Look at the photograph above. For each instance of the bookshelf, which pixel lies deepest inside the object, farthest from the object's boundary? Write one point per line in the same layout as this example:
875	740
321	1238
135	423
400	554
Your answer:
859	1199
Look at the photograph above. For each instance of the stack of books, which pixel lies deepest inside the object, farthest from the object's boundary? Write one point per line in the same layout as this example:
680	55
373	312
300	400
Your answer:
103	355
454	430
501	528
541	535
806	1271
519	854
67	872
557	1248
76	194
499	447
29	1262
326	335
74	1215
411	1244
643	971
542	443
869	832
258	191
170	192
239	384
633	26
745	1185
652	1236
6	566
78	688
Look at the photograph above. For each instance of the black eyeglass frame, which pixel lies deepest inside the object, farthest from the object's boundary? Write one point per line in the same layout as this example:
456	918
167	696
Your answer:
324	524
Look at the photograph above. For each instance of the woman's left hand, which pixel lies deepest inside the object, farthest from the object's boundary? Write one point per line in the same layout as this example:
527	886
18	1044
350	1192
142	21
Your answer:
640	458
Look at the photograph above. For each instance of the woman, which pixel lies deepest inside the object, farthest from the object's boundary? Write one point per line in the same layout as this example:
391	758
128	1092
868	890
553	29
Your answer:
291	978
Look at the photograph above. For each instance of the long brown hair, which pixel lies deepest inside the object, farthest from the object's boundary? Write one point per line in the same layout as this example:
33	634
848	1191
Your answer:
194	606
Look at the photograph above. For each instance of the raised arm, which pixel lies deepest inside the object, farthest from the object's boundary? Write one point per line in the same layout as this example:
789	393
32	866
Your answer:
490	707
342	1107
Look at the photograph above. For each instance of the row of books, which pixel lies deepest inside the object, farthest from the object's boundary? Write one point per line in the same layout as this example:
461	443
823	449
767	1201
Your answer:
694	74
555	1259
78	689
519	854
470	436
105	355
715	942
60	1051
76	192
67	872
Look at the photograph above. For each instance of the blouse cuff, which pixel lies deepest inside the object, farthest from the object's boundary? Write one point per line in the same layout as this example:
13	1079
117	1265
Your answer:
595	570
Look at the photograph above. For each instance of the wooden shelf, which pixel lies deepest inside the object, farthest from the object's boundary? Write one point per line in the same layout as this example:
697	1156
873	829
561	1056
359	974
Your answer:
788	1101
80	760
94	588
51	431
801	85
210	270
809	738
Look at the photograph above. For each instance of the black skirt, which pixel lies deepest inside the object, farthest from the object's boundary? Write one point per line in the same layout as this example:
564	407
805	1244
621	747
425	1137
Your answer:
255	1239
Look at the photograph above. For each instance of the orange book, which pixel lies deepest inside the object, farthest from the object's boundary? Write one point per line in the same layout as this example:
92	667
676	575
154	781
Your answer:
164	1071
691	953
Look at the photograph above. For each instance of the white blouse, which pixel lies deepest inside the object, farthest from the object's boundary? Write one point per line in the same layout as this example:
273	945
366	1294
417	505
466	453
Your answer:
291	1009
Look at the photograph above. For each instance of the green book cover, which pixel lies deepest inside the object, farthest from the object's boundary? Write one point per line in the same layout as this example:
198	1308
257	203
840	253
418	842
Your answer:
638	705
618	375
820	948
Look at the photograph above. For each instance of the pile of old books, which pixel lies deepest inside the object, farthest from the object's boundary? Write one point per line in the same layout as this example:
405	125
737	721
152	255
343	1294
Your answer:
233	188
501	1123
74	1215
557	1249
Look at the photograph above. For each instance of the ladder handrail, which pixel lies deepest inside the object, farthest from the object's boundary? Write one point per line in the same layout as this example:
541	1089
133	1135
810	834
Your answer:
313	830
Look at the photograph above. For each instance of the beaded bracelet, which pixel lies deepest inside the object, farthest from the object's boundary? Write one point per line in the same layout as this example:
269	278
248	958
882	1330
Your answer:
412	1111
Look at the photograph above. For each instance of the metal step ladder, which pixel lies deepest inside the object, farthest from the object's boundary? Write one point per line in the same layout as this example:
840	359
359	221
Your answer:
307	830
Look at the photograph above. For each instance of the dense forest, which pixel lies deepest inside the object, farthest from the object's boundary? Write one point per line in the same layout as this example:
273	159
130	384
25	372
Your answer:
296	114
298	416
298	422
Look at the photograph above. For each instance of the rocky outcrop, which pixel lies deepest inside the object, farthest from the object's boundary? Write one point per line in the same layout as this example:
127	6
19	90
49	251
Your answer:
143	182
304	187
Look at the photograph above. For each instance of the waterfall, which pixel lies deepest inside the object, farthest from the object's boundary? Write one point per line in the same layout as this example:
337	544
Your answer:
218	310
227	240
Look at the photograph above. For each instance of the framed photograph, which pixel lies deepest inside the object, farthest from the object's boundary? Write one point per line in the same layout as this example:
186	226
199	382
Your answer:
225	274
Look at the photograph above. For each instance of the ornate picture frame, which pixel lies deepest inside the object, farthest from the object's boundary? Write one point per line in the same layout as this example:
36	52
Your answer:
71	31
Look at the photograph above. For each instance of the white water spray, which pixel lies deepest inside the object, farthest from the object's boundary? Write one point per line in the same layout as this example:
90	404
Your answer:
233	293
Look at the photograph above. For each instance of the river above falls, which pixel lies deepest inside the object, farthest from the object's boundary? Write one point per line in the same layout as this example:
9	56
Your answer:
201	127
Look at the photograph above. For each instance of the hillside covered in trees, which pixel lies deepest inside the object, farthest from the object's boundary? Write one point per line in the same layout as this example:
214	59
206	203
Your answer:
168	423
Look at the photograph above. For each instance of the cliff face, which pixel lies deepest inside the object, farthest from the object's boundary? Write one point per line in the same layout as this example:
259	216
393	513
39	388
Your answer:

Exercise brief:
Retype the entries above. Match them exactly.

Answer for the task:
Look at the photograph above. For each instance of the bookshelf, which pixel lies deepest inside the object, farthest from the object's boundary? Write one point per line in the same layout as this example:
875	740
321	1238
135	423
400	554
Your answer:
859	1199
Look at the photograph above. For each instance of the stack of books, which pixel lies deepest inside the object, farthest from the object's boundary? Write one point per line in the same layout as this example:
680	55
373	312
300	400
Your answer:
103	355
454	430
501	528
541	535
806	1271
519	854
67	872
557	1248
76	194
499	447
29	1262
326	335
74	1215
411	1244
643	971
542	443
869	832
258	191
170	192
239	384
633	26
745	1185
652	1236
6	566
78	688
Look at the photograph above. For each instance of the black eyeglass frame, which pixel lies deepest inside the object, farthest from the object's boundary? Write one point per line in the same layout as this example:
456	918
167	696
Your answer:
324	524
Look at the photograph above. For each instance of the woman's left hand, which pixel lies deepest inside the object, farthest from the object's boundary? Write one point per line in the same layout as this example:
527	886
18	1044
350	1192
142	21
Your answer:
640	458
Look at the photograph above. For each instance of the woman, which pixel lies deepest inside the object, farthest from the object's boundary? Write one point per line in the same layout as this example:
391	758
128	1092
868	890
553	29
Your answer:
291	978
Look at the photograph above. For each instance of the long brown hair, which pixel lies deepest inside the object, farthest from the object's boundary? Write one point per line in the same layout as this example:
33	634
848	1191
Your answer:
194	606
Look at the photograph above. For each instance of the raised arm, which pixel lies deepest inside the object, farthest from the object's boundary? Write one point per line in the same layout as this example:
789	393
32	866
Your answer:
490	707
342	1107
Look at the photograph above. For each instance of the row of books, which pixel lies deepest inside the object, farthest from the object's boundary? Write one point per line in the same layout as this example:
461	443
823	449
767	1201
Your answer:
694	74
555	1259
78	689
519	854
470	436
105	355
715	942
60	1051
76	192
67	872
Look at the photograph above. For each instance of the blouse cuff, which pixel lies deepest inside the object, farthest from the object's boundary? Write one point per line in the same layout as this example:
13	1079
117	1265
Your answer:
595	570
Look at the photograph above. For each instance of the wooden shelf, which pixel lies deepest inside the object, farthest from the object's boundary? Write one point per line in the same layout as this example:
697	1156
873	829
561	1056
359	974
Your answer:
788	1101
80	760
94	588
51	431
801	85
210	270
809	738
Look at the photograph above. For each instance of the black skirt, which pixel lies deepest inside the object, farthest from the object's boundary? Write one point per line in the same layout as this example:
564	407
805	1244
621	747
425	1137
Your answer:
255	1239
Look at the photograph above. For each instance of the orange book, which pixel lies deepest inside the object, farthest from the object's boundary? Write one point per line in the same layout as this example:
92	667
676	575
154	781
Your answer:
164	1071
691	953
Look at the photograph above. For each instance of the white blouse, which pixel lies deepest inside the object, farthest from the object's boundary? Write one point per line in the same layout as this example:
273	945
366	1294
417	505
466	453
Your answer:
291	1009
Look at the photograph above. For each instance of the green book cover, which pixel lies deepest inside the object, farthest from the object's boundary? Write one point per line in the same layout as this example:
198	1308
257	203
840	253
418	842
Your answer:
638	705
618	375
820	948
Look at the photograph above. For each instance of the pile of old books, which pixel lies deepest inside the object, farthest from the object's boundary? Write one point per line in the same layout as this example:
405	125
737	721
152	255
343	1294
Your answer:
233	188
501	1123
74	1215
557	1249
Look at the photograph above. For each instance of the ladder handrail, which pixel lies deepest inside the object, farthest from the object's boundary? Write one point per line in the same layout as this example:
541	1089
133	1135
810	834
Your answer:
313	830
Look at the photograph above. For each instance of the beaded bracelet, which pixel lies deepest inside the object, farthest from the object's boundary? Write one point per line in the same layout as this example:
269	278
248	958
882	1330
Your answer:
412	1111
Look at the photograph above. For each instance of the metal step ladder, which pixel lies deepest inside the object, farthest from the object's boundary? Write one point per line in the same layout as this example:
840	359
359	221
Your answer:
307	830
Look at the photograph above. For each instance of the dense forest, which pixel lies deepest inside the object, farthest from the object's boundary? Write one point per line in the same layout as this example:
273	159
130	384
25	372
Your answer:
296	114
298	416
298	422
Look at the photograph above. For each instance of the rocky outcrop, which pixel lies deepest inside the object, farthest from the object's boundary? Write one point per line in the same layout as this example:
127	6
19	90
49	251
Your answer:
143	182
304	187
Look at the photograph above. For each instance of the waterfall, which pixel lies deepest inside the object, farthest from the object's boundary? Write one point per line in the same layout as this example:
337	544
Your answer:
218	310
227	240
Look at the photograph above. For each instance of the framed photograph, which pixel lies deepest inside the object, farthest from the object's boundary? Write one point per line in the same layout as this example:
186	226
199	382
Your answer:
225	274
Look at the photograph above. For each instance of the ornate picture frame, which pixel lies deepest inside the object, farthest from the object's boundary? Write one point per line in the same layout as this example:
36	52
Your answer:
71	31
Look at the photograph above. For each instance of the white water spray, which pixel lies deepest inside the object, farthest from the object's boundary? Write one point per line in the same layout as this example:
90	404
Your answer:
233	293
Look at the photograph above. For each instance of the river above falls, which pixel lies deepest inside the object, farthest from the object's boundary? Write one point per line in the same layout as this example:
9	56
Your answer:
201	127
Look at the photograph above. For each instance of the hillside covered in trees, which pixel lies deepest inside the object, farthest from the object's boundary? Write one point per line in the same layout as this example:
214	59
206	203
Your answer:
168	423
Look at the photograph above. For each instance of the cliff face, which pixel lies deepest inside the object, farthest from the object's boundary? Write one point per line in the same layout as this example:
259	216
393	513
39	388
Your answer:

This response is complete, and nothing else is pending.